◆ **Aim of the task**
Only certain lines below are wanted: those starting at the line containing "box: [65, 31, 142, 42]" and ending at the line containing "31L723 26L708 25L701", both included, each retyped exactly.

(Items listed in a dataset)

- - - -

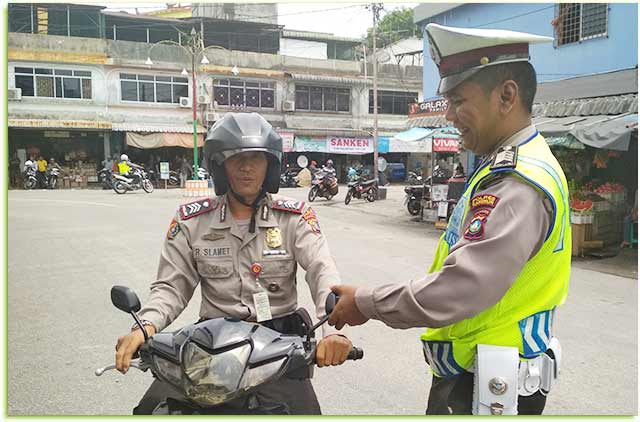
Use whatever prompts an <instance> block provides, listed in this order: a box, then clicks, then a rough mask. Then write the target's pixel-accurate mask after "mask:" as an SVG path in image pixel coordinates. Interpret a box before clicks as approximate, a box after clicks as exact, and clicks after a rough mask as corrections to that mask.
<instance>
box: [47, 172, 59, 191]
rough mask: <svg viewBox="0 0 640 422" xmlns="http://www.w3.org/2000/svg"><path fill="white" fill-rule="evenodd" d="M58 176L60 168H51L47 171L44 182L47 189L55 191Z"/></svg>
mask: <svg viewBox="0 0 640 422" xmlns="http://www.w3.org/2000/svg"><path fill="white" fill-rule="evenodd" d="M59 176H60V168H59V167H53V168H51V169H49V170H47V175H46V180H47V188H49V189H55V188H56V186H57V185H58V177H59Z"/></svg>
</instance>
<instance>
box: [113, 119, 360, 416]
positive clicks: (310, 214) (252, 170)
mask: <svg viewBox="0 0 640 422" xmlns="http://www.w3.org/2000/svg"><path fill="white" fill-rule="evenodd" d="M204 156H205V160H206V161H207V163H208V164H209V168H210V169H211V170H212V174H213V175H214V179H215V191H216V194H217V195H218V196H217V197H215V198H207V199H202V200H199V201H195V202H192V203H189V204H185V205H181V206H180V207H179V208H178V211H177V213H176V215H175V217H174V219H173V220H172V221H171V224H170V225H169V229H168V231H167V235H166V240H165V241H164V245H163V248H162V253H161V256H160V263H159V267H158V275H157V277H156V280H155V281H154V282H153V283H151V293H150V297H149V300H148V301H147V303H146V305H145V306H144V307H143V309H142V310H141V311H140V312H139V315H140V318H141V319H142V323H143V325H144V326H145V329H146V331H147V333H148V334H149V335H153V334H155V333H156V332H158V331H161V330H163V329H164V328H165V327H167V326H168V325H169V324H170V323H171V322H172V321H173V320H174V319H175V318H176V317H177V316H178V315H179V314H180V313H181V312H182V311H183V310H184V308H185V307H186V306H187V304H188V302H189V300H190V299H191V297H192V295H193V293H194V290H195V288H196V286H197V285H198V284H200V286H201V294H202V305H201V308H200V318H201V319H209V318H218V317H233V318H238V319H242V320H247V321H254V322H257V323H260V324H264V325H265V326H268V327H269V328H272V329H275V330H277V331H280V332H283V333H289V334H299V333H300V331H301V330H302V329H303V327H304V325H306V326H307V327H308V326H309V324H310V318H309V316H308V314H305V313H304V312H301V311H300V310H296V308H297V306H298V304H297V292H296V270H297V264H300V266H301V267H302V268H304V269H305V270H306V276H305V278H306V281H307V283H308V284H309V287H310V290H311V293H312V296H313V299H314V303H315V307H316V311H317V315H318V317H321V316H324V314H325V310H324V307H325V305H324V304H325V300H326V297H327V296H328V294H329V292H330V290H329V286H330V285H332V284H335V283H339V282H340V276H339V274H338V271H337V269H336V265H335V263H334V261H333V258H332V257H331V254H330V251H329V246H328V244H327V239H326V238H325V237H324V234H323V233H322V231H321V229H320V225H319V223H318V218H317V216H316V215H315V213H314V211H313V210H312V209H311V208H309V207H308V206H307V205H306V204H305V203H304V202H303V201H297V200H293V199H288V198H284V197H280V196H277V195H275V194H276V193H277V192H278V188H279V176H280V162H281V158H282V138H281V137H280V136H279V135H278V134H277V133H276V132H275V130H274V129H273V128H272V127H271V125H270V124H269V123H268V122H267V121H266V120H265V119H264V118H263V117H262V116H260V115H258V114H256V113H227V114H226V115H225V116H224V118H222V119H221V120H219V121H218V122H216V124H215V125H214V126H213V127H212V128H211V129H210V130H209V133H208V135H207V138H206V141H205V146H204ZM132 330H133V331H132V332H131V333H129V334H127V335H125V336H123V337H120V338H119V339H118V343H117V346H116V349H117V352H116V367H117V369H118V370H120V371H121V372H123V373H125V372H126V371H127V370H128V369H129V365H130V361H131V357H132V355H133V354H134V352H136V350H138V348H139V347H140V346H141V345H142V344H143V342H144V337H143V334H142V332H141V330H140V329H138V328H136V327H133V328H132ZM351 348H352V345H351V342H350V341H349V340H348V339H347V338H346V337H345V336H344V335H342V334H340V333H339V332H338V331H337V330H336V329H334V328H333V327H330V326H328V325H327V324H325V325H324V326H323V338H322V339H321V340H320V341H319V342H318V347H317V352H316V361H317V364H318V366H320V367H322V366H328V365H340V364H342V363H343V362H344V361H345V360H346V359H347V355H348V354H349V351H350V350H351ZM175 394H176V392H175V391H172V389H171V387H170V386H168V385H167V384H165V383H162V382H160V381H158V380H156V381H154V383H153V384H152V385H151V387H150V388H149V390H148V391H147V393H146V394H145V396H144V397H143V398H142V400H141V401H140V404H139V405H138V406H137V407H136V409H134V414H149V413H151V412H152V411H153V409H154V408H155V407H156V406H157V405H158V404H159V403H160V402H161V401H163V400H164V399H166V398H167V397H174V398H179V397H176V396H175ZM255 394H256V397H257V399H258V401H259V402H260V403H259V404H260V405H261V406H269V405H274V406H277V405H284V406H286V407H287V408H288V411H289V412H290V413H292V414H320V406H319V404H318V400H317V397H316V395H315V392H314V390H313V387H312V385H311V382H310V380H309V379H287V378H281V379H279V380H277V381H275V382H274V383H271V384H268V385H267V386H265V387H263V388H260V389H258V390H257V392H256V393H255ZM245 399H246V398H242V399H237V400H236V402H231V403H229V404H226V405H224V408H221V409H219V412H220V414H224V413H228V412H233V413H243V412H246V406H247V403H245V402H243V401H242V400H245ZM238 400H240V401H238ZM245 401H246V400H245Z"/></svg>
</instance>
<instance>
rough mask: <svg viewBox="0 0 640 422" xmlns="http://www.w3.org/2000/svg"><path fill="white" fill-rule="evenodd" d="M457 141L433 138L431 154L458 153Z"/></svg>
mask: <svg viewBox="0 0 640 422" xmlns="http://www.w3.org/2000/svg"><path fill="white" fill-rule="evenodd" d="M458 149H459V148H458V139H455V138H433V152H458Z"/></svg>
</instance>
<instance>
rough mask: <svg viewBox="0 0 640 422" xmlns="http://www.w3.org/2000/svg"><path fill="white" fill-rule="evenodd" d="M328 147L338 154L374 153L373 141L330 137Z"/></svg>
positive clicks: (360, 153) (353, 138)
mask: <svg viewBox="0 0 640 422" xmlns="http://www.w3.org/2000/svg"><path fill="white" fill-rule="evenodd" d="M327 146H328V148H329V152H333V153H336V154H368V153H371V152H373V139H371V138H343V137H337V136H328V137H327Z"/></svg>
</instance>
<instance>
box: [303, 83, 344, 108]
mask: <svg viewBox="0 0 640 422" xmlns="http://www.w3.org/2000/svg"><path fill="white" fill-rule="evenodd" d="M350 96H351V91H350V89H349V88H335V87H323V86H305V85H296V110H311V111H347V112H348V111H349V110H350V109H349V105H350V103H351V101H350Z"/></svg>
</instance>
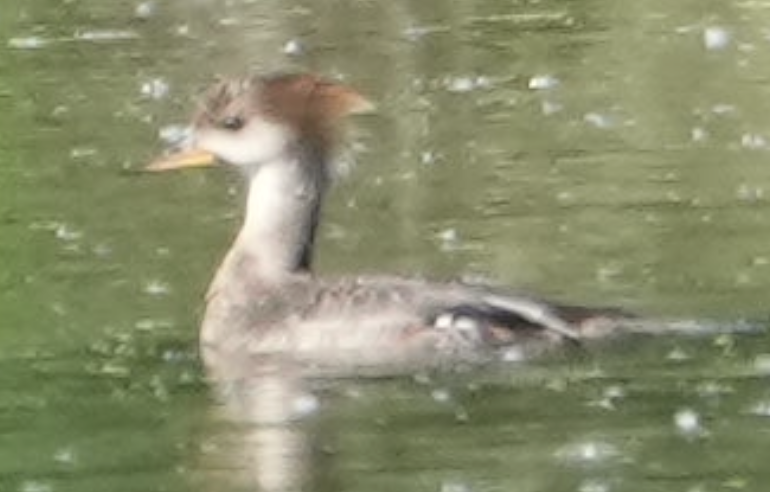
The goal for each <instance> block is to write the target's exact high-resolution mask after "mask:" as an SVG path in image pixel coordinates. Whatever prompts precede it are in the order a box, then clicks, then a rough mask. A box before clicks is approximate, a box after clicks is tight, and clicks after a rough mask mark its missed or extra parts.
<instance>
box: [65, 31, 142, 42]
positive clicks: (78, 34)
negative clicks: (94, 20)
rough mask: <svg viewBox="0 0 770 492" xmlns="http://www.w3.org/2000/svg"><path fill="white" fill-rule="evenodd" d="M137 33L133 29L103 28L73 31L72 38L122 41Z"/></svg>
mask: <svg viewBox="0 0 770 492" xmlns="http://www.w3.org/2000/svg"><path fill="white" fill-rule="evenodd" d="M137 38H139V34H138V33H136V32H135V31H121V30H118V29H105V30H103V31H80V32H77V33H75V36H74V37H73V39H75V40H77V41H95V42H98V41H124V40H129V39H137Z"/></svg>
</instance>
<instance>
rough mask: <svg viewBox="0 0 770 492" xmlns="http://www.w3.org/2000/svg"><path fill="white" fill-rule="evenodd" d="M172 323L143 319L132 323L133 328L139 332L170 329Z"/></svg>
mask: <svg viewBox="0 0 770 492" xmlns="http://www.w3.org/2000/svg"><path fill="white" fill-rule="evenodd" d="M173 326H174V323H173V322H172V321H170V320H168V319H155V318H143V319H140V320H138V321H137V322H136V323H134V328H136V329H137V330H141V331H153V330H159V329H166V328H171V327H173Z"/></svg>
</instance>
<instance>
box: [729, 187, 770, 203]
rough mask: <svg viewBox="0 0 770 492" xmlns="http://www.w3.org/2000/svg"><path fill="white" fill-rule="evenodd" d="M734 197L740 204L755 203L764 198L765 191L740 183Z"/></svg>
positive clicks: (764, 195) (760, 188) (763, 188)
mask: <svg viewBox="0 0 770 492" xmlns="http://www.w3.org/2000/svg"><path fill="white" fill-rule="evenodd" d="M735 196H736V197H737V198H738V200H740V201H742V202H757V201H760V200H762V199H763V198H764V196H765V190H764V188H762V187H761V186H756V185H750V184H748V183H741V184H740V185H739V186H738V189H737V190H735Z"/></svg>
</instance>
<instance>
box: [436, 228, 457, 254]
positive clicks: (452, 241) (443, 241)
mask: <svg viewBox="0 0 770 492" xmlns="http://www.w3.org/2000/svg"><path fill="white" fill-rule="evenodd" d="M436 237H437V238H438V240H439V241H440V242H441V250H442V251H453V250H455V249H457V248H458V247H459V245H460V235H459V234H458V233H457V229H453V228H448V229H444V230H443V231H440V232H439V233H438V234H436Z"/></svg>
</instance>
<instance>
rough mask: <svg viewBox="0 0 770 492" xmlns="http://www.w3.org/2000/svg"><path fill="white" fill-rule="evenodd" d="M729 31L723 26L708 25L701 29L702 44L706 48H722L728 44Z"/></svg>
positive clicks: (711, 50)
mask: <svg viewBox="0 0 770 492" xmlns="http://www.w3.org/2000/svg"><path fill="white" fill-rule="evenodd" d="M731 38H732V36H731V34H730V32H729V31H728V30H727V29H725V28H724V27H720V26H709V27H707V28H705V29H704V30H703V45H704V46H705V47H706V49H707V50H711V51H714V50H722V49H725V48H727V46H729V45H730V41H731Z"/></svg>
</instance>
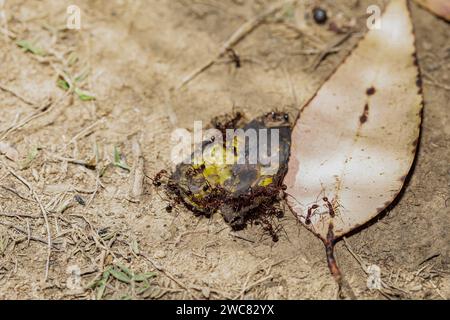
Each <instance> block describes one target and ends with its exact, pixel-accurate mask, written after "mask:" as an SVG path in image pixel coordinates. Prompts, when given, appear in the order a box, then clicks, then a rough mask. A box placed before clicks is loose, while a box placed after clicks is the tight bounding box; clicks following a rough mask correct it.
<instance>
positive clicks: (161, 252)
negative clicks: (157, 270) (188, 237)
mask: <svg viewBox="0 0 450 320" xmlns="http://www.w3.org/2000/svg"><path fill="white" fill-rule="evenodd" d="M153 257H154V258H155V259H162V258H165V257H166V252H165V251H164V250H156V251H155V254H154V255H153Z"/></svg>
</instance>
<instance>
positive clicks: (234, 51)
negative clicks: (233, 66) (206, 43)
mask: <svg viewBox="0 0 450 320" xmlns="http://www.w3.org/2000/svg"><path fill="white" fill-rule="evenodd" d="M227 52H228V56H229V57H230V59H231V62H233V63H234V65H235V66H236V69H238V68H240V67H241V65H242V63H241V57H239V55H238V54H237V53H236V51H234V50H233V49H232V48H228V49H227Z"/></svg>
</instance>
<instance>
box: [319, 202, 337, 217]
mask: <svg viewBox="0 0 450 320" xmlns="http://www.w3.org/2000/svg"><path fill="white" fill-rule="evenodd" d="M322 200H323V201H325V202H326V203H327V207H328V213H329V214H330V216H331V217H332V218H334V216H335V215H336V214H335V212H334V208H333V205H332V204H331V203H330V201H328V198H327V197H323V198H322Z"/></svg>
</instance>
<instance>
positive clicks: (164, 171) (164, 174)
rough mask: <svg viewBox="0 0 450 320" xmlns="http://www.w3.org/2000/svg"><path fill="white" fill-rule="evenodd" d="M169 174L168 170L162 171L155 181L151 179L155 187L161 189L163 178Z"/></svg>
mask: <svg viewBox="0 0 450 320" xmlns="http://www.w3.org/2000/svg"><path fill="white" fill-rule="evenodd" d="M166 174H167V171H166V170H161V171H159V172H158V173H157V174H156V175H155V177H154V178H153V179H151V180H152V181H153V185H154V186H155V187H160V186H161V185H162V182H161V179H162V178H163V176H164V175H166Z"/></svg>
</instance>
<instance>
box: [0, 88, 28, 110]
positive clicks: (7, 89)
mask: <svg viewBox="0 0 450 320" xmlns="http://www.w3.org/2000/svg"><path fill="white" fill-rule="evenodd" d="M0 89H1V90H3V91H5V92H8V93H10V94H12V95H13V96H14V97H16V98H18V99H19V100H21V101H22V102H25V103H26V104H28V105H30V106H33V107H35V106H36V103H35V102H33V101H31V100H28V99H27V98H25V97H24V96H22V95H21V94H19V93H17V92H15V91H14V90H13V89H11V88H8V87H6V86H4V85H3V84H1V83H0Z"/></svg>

- - - -

◆ **Solution**
box: [65, 31, 142, 42]
positive clicks: (78, 34)
negative clicks: (94, 20)
rough mask: <svg viewBox="0 0 770 492" xmlns="http://www.w3.org/2000/svg"><path fill="white" fill-rule="evenodd" d="M137 33L133 29L103 28L73 31L72 38L122 41Z"/></svg>
mask: <svg viewBox="0 0 770 492" xmlns="http://www.w3.org/2000/svg"><path fill="white" fill-rule="evenodd" d="M137 38H139V34H138V33H136V32H135V31H121V30H118V29H105V30H103V31H80V32H77V33H75V36H74V37H73V39H75V40H77V41H95V42H98V41H124V40H129V39H137Z"/></svg>
</instance>
<instance>
rough mask: <svg viewBox="0 0 770 492" xmlns="http://www.w3.org/2000/svg"><path fill="white" fill-rule="evenodd" d="M172 323L143 319L132 323L133 328L139 332L170 329Z"/></svg>
mask: <svg viewBox="0 0 770 492" xmlns="http://www.w3.org/2000/svg"><path fill="white" fill-rule="evenodd" d="M173 326H174V323H173V322H172V321H170V320H168V319H155V318H143V319H140V320H138V321H137V322H136V323H134V328H136V329H137V330H141V331H153V330H159V329H166V328H171V327H173Z"/></svg>
</instance>
<instance>
box: [729, 187, 770, 203]
rough mask: <svg viewBox="0 0 770 492" xmlns="http://www.w3.org/2000/svg"><path fill="white" fill-rule="evenodd" d="M734 197L740 204L755 203L764 198L765 191L740 183Z"/></svg>
positive clicks: (764, 195) (760, 188) (763, 188)
mask: <svg viewBox="0 0 770 492" xmlns="http://www.w3.org/2000/svg"><path fill="white" fill-rule="evenodd" d="M735 196H736V197H737V198H738V200H740V201H742V202H757V201H760V200H762V199H763V198H764V196H765V190H764V188H762V187H761V186H756V185H750V184H748V183H741V184H740V185H739V186H738V189H737V190H735Z"/></svg>
</instance>
<instance>
box: [436, 228, 457, 254]
positive clicks: (452, 241) (443, 241)
mask: <svg viewBox="0 0 770 492" xmlns="http://www.w3.org/2000/svg"><path fill="white" fill-rule="evenodd" d="M436 237H437V238H438V240H439V241H440V242H441V250H442V251H453V250H455V249H457V248H458V247H459V245H460V235H459V234H458V233H457V229H453V228H448V229H444V230H443V231H440V232H439V233H438V234H436Z"/></svg>
</instance>
<instance>
rough mask: <svg viewBox="0 0 770 492" xmlns="http://www.w3.org/2000/svg"><path fill="white" fill-rule="evenodd" d="M729 31L723 26L708 25L701 29L702 44L706 48H722L728 44Z"/></svg>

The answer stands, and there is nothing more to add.